- _Given task_
Reproduce the rows from the line containing "find the decorative" through the line containing "0 0 1166 1036", swapping "decorative cornice" for "carved molding" and leaving everything else unchanged.

# # # # # # #

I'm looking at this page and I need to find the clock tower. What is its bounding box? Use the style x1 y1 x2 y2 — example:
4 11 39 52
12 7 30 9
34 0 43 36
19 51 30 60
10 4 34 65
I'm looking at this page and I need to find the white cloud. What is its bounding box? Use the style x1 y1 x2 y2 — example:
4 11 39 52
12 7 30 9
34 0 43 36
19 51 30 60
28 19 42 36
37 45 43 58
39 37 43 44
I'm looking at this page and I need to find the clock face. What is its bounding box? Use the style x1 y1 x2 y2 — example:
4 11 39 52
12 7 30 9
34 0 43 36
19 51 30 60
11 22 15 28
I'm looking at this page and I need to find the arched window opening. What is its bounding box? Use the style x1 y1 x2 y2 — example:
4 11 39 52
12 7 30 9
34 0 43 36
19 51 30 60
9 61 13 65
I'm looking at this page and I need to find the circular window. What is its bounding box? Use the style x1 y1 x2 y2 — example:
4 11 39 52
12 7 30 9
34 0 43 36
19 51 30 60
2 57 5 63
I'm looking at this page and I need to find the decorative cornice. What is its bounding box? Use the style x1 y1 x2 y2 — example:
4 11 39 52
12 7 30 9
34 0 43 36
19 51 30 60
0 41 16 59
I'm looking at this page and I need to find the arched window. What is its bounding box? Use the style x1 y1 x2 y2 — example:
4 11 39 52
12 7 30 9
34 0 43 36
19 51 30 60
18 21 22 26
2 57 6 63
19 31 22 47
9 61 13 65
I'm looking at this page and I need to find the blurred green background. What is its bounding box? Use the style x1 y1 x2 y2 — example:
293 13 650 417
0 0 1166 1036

# # # # # # #

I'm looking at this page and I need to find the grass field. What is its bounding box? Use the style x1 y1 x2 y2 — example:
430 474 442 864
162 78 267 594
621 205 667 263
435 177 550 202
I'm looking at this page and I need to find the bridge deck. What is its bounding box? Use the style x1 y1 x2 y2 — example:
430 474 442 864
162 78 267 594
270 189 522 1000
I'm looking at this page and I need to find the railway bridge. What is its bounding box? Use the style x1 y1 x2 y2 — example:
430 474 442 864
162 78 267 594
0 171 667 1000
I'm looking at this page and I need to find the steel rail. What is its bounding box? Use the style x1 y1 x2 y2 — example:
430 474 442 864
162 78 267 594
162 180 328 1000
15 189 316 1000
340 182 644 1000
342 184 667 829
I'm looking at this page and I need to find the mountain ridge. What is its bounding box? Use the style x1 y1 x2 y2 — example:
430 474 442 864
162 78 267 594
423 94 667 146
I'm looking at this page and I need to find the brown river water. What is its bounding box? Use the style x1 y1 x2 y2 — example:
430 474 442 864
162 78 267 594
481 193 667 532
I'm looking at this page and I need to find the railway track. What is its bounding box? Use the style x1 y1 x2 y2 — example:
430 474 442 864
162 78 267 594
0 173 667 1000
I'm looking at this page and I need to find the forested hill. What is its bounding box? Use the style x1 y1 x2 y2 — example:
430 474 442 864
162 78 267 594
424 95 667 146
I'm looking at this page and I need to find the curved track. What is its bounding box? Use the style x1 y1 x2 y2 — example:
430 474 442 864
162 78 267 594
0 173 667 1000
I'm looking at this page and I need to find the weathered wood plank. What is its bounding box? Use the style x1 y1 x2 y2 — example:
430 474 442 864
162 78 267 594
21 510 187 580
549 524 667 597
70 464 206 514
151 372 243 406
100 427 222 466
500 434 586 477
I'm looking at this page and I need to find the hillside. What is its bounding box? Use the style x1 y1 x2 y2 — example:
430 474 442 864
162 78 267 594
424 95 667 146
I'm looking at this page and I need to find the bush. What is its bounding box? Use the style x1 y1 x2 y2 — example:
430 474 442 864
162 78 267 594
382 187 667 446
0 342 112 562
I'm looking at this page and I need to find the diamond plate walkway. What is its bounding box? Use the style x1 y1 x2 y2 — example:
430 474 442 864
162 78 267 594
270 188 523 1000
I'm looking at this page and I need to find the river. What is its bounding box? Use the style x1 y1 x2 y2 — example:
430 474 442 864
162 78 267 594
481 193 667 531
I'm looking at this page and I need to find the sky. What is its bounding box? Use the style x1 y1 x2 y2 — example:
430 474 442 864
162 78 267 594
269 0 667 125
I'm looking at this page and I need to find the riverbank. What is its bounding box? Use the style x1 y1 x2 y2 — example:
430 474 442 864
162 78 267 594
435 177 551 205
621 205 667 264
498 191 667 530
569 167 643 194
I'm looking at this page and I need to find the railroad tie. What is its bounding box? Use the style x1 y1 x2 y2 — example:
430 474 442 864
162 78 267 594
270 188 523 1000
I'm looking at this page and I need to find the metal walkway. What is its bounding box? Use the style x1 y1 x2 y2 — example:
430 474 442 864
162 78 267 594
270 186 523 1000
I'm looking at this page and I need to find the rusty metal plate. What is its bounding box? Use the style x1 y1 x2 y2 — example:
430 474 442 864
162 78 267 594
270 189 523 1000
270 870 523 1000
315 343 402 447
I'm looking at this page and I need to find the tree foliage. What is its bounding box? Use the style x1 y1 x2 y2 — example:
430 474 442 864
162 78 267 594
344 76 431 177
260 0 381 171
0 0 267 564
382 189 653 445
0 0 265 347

# # # # # # #

- _Worked solution_
I'm looking at this page and I need to find the carved molding. What is its bounding box? Use the style x1 y1 x2 y2 — example:
4 11 39 52
12 7 30 9
34 0 43 36
19 51 30 60
0 41 16 59
I'm looking at this page and I need to find the arched window. What is its bounding box? Use the style x1 y1 x2 y2 — example:
4 11 39 52
12 7 30 9
34 0 43 36
19 51 30 60
18 21 22 26
2 57 6 63
19 31 22 47
9 61 13 65
I'm looking at this page and I need to find the blurred green background. What is its bounding box? Use the style x1 y1 x2 y2 — example:
293 13 650 417
0 0 1166 1036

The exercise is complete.